## [Fragmento seleccionado]
____________________

Después de ver el proyecto de Dion lo único que le cabe pensar a un capitalino bien nacido es que si fuera por recoger mugre y trastos, el Mapocho no tendría nada que envidiarle al Támesis. Sobre todo, después de fijar la vista en el lecho del río durante la proyección nocturna de pinturas que se inauguró esta semana. Detrás de esos colores proyectados en el lecho siempre parece haber algo sospechoso. Más que pintarlo, acicalarlo, cruzarlo con guirnaldas, soñar con la marina para yates o teñirlo de púrpura galáctica para transformarlo en un torrente sexy momentáneo, habría que escarbar en su identidad urbana. Lo que los santiaguinos han hecho con el río. Aquella identidad que le concedió la gracia de atesorar la basura de los habitantes de lo que primero fuera una aldea miserable y luego un pueblo austero, que era la manera elegante de decirle a la pobreza en Chile hasta hace poco.

En el siglo XVII el jesuita Alonso de Ovalle informaba en una carta que una de las grandes ventajas que tenía el río Mapocho era la cantidad de acequias que se desprendían de él hacia las casas del villorrio. El Mapocho, más que agua, era un torrente, y su destino manifiesto era barrer "y llevar toda la basura e inmundicias". El cura había sentado así las bases para el rasgo principal que tendría para los santiaguinos el río en adelante: la de un vertedero. Uno práctico por lo torrentoso y cercano. Ideal para un villorrio, eficiente para un pueblo, insalubre para una ciudad.

____________________

## [Listado proporcionado]
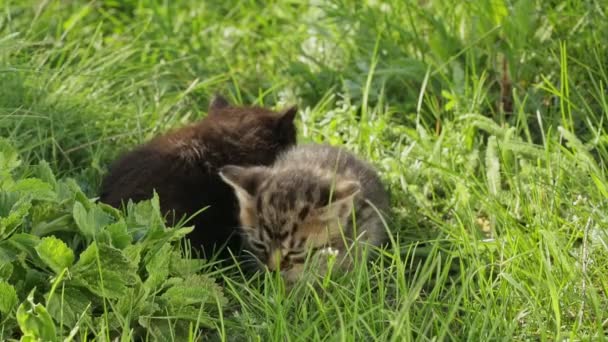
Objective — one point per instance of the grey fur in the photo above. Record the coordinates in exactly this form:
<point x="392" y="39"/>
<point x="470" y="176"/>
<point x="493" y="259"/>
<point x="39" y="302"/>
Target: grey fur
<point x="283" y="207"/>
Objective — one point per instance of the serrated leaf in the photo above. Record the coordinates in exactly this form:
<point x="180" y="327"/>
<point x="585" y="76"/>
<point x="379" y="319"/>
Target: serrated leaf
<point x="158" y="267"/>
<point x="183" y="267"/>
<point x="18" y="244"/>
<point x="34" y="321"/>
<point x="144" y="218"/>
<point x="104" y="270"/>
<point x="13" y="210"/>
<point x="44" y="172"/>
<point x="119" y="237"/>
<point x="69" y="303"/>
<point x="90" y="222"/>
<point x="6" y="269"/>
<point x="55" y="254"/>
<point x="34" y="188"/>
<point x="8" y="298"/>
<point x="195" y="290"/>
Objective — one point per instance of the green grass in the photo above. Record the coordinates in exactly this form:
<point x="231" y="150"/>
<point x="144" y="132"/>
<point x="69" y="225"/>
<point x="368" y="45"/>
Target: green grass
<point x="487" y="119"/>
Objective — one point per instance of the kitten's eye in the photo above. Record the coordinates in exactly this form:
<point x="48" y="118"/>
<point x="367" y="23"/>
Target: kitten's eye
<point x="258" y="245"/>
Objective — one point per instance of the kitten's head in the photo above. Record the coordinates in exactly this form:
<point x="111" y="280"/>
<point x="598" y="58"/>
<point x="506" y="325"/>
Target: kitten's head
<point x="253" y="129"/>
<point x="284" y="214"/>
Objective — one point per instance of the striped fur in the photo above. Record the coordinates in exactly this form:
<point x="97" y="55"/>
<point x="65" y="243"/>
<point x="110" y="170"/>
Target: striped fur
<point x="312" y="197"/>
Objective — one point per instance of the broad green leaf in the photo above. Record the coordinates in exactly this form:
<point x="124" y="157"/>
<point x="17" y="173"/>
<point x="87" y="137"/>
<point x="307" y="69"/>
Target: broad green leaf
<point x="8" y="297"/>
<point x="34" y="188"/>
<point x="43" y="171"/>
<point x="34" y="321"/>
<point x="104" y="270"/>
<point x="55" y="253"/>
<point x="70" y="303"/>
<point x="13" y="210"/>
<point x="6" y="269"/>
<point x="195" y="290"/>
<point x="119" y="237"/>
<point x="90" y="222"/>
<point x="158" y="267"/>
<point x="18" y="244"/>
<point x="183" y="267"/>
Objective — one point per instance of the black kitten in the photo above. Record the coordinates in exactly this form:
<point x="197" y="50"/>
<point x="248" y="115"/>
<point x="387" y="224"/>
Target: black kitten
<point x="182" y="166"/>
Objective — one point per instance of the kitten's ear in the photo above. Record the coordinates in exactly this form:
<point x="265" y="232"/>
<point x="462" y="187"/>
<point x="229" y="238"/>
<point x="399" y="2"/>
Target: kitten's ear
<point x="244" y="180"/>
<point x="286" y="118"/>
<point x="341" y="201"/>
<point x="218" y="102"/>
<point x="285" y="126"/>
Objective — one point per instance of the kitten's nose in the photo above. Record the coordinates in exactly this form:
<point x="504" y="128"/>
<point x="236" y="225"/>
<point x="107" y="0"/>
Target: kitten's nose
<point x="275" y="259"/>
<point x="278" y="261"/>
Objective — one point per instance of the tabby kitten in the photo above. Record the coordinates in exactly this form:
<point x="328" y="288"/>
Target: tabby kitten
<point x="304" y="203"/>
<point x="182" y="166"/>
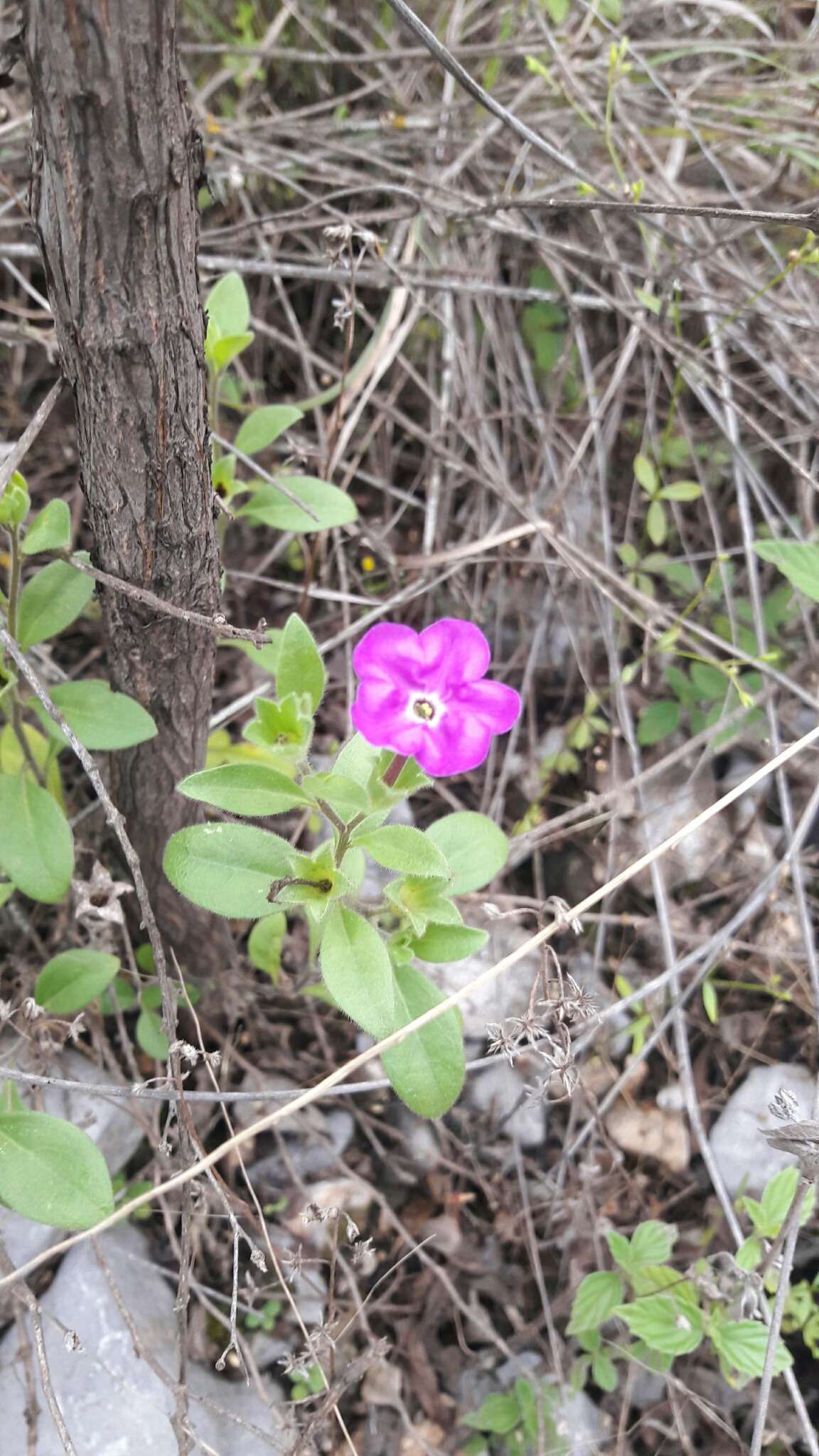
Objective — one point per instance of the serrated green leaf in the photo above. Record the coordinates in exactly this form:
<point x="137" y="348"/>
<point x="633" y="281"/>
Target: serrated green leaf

____________________

## [Tarea]
Determine si cada afirmación concuerda con el fragmento sobre el río Mapocho; responda sí o no y cite textualmente las palabras del fragmento que lo deciden.
1. En el siglo XVII, el jesuita Alonso de Ovalle escribió en una carta sobre el río Mapocho.
2. La proyección nocturna de pinturas en el lecho del río se inauguró el mes pasado.
3. El río usado como vertedero resultaba insalubre para un villorrio.
El listado proviene de una fuente distinta a la del fragmento.

## [Respuesta]
1. Sí: «En el siglo XVII el jesuita Alonso de Ovalle informaba en una carta que una de las grandes ventajas que tenía el río Mapocho era la cantidad de acequias que se desprendían de él hacia las casas del villorrio».
2. No: «la proyección nocturna de pinturas que se inauguró esta semana».
3. No: «Ideal para un villorrio, eficiente para un pueblo, insalubre para una ciudad».